[Material for the task Boundary: Start]
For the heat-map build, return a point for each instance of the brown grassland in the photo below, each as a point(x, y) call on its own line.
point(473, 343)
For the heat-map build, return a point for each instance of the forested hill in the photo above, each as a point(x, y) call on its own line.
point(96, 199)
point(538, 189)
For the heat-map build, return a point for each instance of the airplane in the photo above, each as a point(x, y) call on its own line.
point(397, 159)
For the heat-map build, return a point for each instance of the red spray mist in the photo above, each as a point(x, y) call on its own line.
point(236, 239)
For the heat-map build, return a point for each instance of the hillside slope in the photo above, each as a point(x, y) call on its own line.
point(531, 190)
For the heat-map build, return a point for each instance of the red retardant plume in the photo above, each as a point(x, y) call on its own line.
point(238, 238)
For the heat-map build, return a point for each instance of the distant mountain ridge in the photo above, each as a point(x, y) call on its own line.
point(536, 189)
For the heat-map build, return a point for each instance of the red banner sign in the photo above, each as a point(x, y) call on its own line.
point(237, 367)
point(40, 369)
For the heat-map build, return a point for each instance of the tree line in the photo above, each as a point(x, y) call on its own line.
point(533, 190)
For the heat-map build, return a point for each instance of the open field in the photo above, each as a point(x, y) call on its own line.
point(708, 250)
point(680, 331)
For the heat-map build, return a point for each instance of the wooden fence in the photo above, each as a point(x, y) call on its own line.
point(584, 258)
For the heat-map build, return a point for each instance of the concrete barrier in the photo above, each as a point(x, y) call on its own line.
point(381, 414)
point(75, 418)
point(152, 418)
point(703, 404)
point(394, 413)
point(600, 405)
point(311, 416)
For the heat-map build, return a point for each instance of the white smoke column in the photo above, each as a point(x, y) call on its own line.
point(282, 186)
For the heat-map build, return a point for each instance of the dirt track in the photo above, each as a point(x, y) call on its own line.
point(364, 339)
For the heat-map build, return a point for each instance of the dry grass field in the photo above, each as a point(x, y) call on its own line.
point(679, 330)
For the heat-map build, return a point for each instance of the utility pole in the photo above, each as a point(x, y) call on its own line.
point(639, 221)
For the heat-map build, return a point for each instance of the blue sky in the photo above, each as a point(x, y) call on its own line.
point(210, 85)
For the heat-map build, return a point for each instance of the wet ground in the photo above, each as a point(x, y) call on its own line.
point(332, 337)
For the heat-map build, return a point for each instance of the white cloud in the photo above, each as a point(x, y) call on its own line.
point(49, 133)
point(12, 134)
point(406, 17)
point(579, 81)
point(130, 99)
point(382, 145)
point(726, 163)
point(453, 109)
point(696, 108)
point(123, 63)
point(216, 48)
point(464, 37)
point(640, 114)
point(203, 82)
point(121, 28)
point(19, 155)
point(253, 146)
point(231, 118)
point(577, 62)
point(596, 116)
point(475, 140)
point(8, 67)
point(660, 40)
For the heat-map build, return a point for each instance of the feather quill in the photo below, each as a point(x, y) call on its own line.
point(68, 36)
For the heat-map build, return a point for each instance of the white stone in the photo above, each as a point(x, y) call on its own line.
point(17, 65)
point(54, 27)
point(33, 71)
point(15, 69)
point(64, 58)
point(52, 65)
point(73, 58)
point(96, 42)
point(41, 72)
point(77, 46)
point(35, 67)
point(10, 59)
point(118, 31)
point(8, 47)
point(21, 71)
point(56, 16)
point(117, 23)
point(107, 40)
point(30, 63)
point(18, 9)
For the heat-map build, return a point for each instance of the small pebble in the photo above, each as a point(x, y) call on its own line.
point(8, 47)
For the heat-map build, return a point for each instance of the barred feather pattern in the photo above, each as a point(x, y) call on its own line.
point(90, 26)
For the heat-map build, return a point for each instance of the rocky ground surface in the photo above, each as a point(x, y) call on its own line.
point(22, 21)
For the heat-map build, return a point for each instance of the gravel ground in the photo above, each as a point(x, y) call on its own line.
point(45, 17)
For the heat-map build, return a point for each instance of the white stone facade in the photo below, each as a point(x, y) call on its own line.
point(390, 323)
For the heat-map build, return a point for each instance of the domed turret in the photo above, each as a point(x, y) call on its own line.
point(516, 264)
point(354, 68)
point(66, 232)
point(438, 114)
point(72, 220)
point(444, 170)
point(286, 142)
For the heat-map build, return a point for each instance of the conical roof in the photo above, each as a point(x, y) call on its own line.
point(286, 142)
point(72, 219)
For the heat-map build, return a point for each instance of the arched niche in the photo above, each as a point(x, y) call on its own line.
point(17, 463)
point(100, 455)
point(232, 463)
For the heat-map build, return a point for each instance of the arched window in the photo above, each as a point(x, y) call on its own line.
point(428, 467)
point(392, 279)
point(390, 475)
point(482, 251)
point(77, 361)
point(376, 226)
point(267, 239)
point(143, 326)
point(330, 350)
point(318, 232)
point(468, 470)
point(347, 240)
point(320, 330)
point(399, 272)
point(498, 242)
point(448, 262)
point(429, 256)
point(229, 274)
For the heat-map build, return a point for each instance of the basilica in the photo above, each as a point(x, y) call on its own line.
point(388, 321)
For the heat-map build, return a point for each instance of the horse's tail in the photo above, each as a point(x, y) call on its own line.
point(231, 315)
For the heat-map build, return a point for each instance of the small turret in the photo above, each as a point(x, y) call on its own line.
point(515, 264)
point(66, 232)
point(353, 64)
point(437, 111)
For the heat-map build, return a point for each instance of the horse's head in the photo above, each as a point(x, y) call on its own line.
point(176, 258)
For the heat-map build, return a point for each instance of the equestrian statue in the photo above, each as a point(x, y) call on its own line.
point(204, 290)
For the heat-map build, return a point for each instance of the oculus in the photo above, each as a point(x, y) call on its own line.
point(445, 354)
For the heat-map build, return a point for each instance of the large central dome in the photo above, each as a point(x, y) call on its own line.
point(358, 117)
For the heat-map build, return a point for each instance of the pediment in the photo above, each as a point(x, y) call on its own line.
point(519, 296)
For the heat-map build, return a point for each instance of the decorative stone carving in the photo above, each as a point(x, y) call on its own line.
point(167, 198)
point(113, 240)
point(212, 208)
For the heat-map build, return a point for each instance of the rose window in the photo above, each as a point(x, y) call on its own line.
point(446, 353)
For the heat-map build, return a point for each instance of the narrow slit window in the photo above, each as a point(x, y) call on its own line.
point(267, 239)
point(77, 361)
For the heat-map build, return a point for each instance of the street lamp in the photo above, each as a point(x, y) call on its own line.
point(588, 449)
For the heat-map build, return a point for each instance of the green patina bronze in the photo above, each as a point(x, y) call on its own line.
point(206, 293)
[Material for the task Boundary: End]
- _Task to carry out_:
All the records above must be transcribed without a single change to any word.

- _Solution for this task_:
For the heat-map build, return a point for each instance of the brown grassland in the photo below, each as a point(x, y) call on its own line.
point(473, 343)
For the heat-map build, return a point for each instance of the forested hill in the photo above, each as a point(x, y) call on its own line.
point(96, 199)
point(538, 189)
For the heat-map build, return a point for each instance of the airplane in the photo above, each as a point(x, y) call on its own line.
point(397, 159)
For the heat-map build, return a point for each instance of the red spray mist in the photo above, each as a point(x, y) call on its own line.
point(236, 239)
For the heat-map build, return a point for each instance of the hillside slope in the photo above, each as a point(x, y) call on its own line.
point(531, 190)
For the heat-map build, return a point for each instance of the red retardant plume in the photo above, each as a point(x, y) call on its own line.
point(238, 238)
For the heat-map build, return a point for each instance of the distant mountain ridge in the photo above, each as a point(x, y) call on its own line.
point(536, 189)
For the heat-map build, return a point for each instance of the red banner sign in the photo above, each as a point(x, y) call on its own line.
point(237, 367)
point(40, 369)
For the heat-map build, return a point for each instance of the tree line in the photo above, each as a point(x, y) call on its own line.
point(533, 190)
For the heat-map build, return a point for each instance of the open field in the photo above, each as a point(x, y) call on its own line.
point(708, 250)
point(680, 331)
For the heat-map build, return a point for each instance of the wooden fence in the photo above, each as a point(x, y) call on its own line.
point(584, 258)
For the heat-map build, return a point for each instance of the concrete barrier in the photo above, each as a point(x, y) call on its own line.
point(381, 414)
point(75, 418)
point(152, 418)
point(703, 404)
point(394, 413)
point(600, 405)
point(311, 416)
For the heat-map build, return a point for each instance of the white smoke column in the photo above, each as a point(x, y) call on its own line.
point(282, 186)
For the heat-map build, return a point for each instance of the dirt track in the photo above, each as a point(x, y) call on its own line.
point(364, 339)
For the heat-map build, return a point for each instance of the dry grass field in the photo above, each as a point(x, y) call on its own line.
point(679, 330)
For the heat-map build, return a point for each instance of the utility pole in the photo above, each as a point(x, y) call on its own line.
point(639, 221)
For the heat-map build, return a point for each instance of the blue sky in the photo above, each as a point(x, y) call on its own line.
point(210, 85)
For the heat-map build, return a point for each instance of the wet ground in the photo above, each as a point(x, y) call on its own line.
point(332, 337)
For the heat-map build, return a point for each instance of the white cloud in the photo above, each as a point(x, y) call on its own line.
point(49, 133)
point(12, 134)
point(406, 17)
point(579, 81)
point(130, 99)
point(382, 145)
point(726, 163)
point(453, 109)
point(696, 108)
point(123, 63)
point(216, 48)
point(464, 37)
point(640, 114)
point(203, 82)
point(121, 28)
point(19, 155)
point(253, 146)
point(231, 118)
point(577, 62)
point(596, 116)
point(475, 140)
point(8, 67)
point(660, 40)
For the heat-map build, return a point for each instance of the feather quill in the photo below, each as a point(x, y) call on its own line.
point(68, 36)
For the heat-map build, return a point for each instance of the white stone in the photo above, each as a point(x, y) call on its own line.
point(17, 65)
point(54, 27)
point(33, 71)
point(15, 69)
point(64, 58)
point(52, 65)
point(73, 58)
point(96, 42)
point(41, 72)
point(77, 46)
point(35, 67)
point(10, 59)
point(118, 31)
point(8, 47)
point(21, 71)
point(56, 16)
point(117, 23)
point(107, 40)
point(30, 63)
point(18, 9)
For the heat-map build, return a point for each instance of the small pebble in the photo above, each as a point(x, y) call on its own line.
point(8, 47)
For the heat-map build, return a point for each instance of the barred feather pattern in the photo above, each as a point(x, y) call on its own line.
point(90, 26)
For the heat-map build, return a point for each instance of the rocky ground surface in the photo above, each as a point(x, y) call on its own line.
point(22, 21)
For the heat-map build, return a point for each instance of the gravel ground in the photo above, each as a point(x, y) call on its own line.
point(45, 17)
For the heat-map build, return a point for each instance of the white stone facade in the photo below, each as a point(x, y) call on its own line.
point(390, 323)
For the heat-map build, return a point for each instance of the domed turret in the photo above, each as a point(x, y) call on its own line.
point(516, 264)
point(354, 68)
point(66, 232)
point(438, 114)
point(72, 220)
point(444, 170)
point(286, 142)
For the heat-map build, return a point for each instance of the conical roof in the photo above, each as a point(x, y) call on its own line.
point(286, 142)
point(72, 219)
For the heat-map build, return a point for each instance of the arched niche in the photo above, each as a point(x, y) call on its own line.
point(17, 463)
point(100, 455)
point(232, 463)
For the heat-map build, return a point for each instance of the arched window in the photo above, each as a point(x, y) call on its own line.
point(428, 467)
point(392, 279)
point(390, 475)
point(482, 251)
point(77, 361)
point(376, 226)
point(267, 239)
point(143, 326)
point(330, 350)
point(318, 232)
point(468, 470)
point(347, 240)
point(320, 330)
point(399, 272)
point(498, 242)
point(448, 262)
point(429, 256)
point(229, 274)
For the heat-map build, return a point for each instance of the basilica in the photo above, each as a point(x, y) call on its own line.
point(388, 321)
For the heat-map build, return a point for each instance of the horse's tail in the photo above, each as a point(x, y) call on its own line.
point(231, 315)
For the heat-map build, return a point for each instance of the small turret in the photo above, each as a point(x, y) call on its own line.
point(515, 264)
point(66, 232)
point(353, 64)
point(437, 111)
For the heat-map build, return a point for each instance of the horse's head in the photo above, each as a point(x, y) call on its own line.
point(176, 258)
For the heat-map build, return a point for each instance of the equestrian statue in the photo above, each as a point(x, y) call on its own line.
point(204, 290)
For the heat-map build, return a point for each instance of the oculus in the photo above, each as a point(x, y) call on its own line.
point(445, 354)
For the heat-map build, return a point for each instance of the large central dome in the photo above, each as a point(x, y) call on its own line.
point(358, 117)
For the heat-map build, return a point for each instance of the pediment in the photo above, each as a point(x, y) call on its own line.
point(519, 296)
For the heat-map build, return a point for each instance of the decorative stone carving in the photo above, each as a point(x, y) call on its own line.
point(167, 198)
point(113, 240)
point(212, 208)
For the heat-map build, return a point for each instance of the rose window in the photo above, each as a point(x, y) call on its own line.
point(446, 353)
For the heat-map build, return a point for each instance of the narrow slit window in the photo above, each as a point(x, y) call on its own line.
point(267, 239)
point(77, 361)
For the heat-map build, return a point for each instance of the street lamp in the photo above, each as a point(x, y) call on its own line.
point(588, 449)
For the heat-map build, return a point for each instance of the green patina bronze in the photo above, each as a point(x, y) call on its own line.
point(206, 293)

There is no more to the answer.